▸ **Source extract**:

◆ ◆ ◆ ◆

15 December 2010
South Africa’s HIV/Aids treatment programme has been given a shot in the arm, with increased competition and economies of scale enabling the government to procure R4.28-billion worth of antiretroviral drugs at less than half the cost of previous tenders.
The drugs will support the implementation of HIV/Aids treatment in the country for the next two years, effective from 1 January 2011 to 31 December 2012.
“Early this year in my health budget speech I mentioned that the prices that South Africa pays for ARVs are significantly higher than all other countries,” Health Minister Aaron Motsoaledi said in a statement this week. “The high price paid by South Africa was despite the fact that South Africa has the largest ARV programme in the world.”
Economies of scale
Motsoaledi said the high prices had made no sense, as South Africa was the largest purchaser of ARVs in the world and should thus benefit from low prices through economies of scale.
The decrease in the price of various drugs ranged from 4% to 81%, resulting in a 53% reduction in the cost of the total tender, and translating to a saving of about R4.7-billion – meaning the state could now afford to treat twice as many people as previously budgeted for.

◆ ◆ ◆ ◆

▸ **Required work**:
[1] Do these statements agree with the article on South Africa's antiretroviral drug tender? Answer yes or no for each, and quote the words from the article that decide it. (a) The new drug supply is meant to last until 31 December 2012. (b) Before this tender, South Africa paid less for ARVs than other countries. (c) Every drug in the tender dropped in price by at least 10%.
[2] Pick up the article on South Africa's antiretroviral drug tender after its last sentence, and keep going in the same news style.

◆ ◆ ◆ ◆

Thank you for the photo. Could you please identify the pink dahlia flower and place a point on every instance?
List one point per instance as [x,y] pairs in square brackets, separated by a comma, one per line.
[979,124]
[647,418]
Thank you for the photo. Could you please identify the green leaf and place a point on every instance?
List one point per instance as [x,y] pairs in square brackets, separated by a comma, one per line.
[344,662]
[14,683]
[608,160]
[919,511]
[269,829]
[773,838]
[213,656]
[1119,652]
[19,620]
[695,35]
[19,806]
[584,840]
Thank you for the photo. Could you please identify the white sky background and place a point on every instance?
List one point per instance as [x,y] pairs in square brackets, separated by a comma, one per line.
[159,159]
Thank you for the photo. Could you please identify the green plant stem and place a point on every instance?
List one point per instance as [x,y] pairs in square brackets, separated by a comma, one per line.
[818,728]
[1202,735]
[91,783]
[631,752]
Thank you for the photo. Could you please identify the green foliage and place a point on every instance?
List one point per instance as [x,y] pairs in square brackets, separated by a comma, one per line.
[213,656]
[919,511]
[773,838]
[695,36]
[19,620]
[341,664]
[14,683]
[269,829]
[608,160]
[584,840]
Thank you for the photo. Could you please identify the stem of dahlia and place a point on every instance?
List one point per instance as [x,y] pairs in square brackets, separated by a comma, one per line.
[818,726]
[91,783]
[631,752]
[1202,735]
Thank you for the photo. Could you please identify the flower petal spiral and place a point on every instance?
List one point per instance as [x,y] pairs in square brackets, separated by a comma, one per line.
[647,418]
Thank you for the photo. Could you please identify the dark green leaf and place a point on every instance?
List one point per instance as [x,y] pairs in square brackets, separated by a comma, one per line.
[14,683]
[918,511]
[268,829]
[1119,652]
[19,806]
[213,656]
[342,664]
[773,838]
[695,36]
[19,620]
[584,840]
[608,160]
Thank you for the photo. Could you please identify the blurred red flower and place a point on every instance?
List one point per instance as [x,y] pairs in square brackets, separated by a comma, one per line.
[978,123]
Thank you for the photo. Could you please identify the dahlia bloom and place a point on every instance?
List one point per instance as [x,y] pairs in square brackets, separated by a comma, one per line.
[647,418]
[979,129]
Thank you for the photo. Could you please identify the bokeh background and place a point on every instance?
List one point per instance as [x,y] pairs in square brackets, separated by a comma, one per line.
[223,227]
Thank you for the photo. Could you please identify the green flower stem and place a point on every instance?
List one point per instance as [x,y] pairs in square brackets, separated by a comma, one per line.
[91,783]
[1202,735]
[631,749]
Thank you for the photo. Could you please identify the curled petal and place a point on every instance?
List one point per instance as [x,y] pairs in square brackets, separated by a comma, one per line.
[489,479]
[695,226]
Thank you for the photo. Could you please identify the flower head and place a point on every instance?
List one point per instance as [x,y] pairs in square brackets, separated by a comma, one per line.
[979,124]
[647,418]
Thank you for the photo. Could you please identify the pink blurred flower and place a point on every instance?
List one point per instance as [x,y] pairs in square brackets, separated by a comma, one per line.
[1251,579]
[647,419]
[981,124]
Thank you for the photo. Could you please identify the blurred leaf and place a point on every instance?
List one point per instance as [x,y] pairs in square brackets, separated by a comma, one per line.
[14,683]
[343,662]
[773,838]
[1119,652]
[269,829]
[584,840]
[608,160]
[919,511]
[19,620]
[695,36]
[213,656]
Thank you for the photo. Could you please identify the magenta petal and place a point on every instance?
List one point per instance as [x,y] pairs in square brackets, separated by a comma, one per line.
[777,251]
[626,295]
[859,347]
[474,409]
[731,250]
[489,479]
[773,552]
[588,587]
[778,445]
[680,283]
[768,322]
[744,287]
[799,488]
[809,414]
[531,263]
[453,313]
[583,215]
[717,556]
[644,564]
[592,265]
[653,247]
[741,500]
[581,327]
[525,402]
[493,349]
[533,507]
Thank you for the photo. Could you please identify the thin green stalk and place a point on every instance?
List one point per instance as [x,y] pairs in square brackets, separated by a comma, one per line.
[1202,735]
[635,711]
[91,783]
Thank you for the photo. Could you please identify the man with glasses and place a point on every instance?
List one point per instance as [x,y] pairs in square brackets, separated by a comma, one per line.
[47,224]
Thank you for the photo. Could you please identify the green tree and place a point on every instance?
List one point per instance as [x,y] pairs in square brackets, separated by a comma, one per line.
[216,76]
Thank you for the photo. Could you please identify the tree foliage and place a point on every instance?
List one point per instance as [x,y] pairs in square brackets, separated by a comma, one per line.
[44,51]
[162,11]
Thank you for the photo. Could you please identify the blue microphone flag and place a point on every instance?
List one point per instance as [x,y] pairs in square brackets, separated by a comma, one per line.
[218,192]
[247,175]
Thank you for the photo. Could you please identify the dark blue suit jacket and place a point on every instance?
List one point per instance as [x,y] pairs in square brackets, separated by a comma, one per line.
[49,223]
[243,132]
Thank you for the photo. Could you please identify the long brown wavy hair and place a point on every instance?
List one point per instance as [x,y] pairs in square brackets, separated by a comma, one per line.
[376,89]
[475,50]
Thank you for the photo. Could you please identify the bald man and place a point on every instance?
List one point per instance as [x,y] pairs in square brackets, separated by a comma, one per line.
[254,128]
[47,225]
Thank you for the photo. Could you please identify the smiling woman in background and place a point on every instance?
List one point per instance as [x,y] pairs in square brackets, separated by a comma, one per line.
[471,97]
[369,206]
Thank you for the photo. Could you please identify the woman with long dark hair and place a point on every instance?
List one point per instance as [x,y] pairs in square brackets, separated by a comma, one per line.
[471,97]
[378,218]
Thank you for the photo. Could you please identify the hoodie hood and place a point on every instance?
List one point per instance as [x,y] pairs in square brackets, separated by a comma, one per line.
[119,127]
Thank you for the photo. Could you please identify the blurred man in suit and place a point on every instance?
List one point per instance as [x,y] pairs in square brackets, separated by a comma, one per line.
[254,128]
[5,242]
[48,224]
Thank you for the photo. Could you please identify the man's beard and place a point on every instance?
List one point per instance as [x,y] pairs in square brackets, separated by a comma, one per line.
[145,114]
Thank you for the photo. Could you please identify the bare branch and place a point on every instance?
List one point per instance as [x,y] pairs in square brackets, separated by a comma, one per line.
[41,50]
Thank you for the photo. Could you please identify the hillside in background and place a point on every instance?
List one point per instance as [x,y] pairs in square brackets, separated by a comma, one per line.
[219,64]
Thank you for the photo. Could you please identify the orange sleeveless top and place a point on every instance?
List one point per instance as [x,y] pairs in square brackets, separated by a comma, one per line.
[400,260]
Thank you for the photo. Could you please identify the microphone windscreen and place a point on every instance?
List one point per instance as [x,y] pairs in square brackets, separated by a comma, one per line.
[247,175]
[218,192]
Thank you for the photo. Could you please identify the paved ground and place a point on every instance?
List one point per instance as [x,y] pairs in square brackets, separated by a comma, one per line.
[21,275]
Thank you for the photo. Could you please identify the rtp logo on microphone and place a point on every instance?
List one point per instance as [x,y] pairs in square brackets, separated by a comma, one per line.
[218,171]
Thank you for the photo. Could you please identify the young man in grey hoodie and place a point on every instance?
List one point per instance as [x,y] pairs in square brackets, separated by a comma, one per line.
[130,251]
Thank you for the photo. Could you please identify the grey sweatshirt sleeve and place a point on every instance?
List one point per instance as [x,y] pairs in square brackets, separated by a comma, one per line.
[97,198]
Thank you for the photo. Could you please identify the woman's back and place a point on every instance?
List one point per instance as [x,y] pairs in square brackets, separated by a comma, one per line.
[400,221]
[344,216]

◆ ◆ ◆ ◆

▸ **Responses by item number**:
[1]
(a) Yes: "effective from 1 January 2011 to 31 December 2012"
(b) No: "the prices that South Africa pays for ARVs are significantly higher than all other countries"
(c) No: "The decrease in the price of various drugs ranged from 4% to 81%"

[2]
The selected suppliers include Aspen Pharma (with a 40.6% share of the tender), Sonke Pharmaceuticals (21.9%), Medpro (10.1%), Abbott Laboratories (9.8%), Cipla Medpro (5.1%), Strides Arcolab (4.2%), Adcock Ingram (4%), Aurobindo Pharma (3.1%), Specpharm (0.9%) and Merck Sharpe & Dohme (0.2%).
“It is notable that these tender price reductions have been achieved through the same suppliers that are contracted in the current tender,” Motsoaledi said. “There are several reasons for this, including greater efficiency in active pharmaceutical ingredient production, increased competition and a tender system that attempts to achieve the lowest possible price.”
Central procurement authority
To ensure efficiency and cost-effectiveness in procurement, the last meeting of the National Health Council (NHC) of Minister and MECs approved the establishment of a Central Procurement Authority.
This authority will implement measures that improve the availability and supply of medicines, achieve the lowest possible procurement prices, and ensure that suppliers are paid on time.
“Given the clear evidence of the success of this approach to procurement, the Department of Health will be replicating this approach through a Central Procurement Authority,” Motsoaledi said. “The authority will focus on procurement of ARVs, TB drugs, vaccines and drugs for the treatment of diseases related to maternal and child health.”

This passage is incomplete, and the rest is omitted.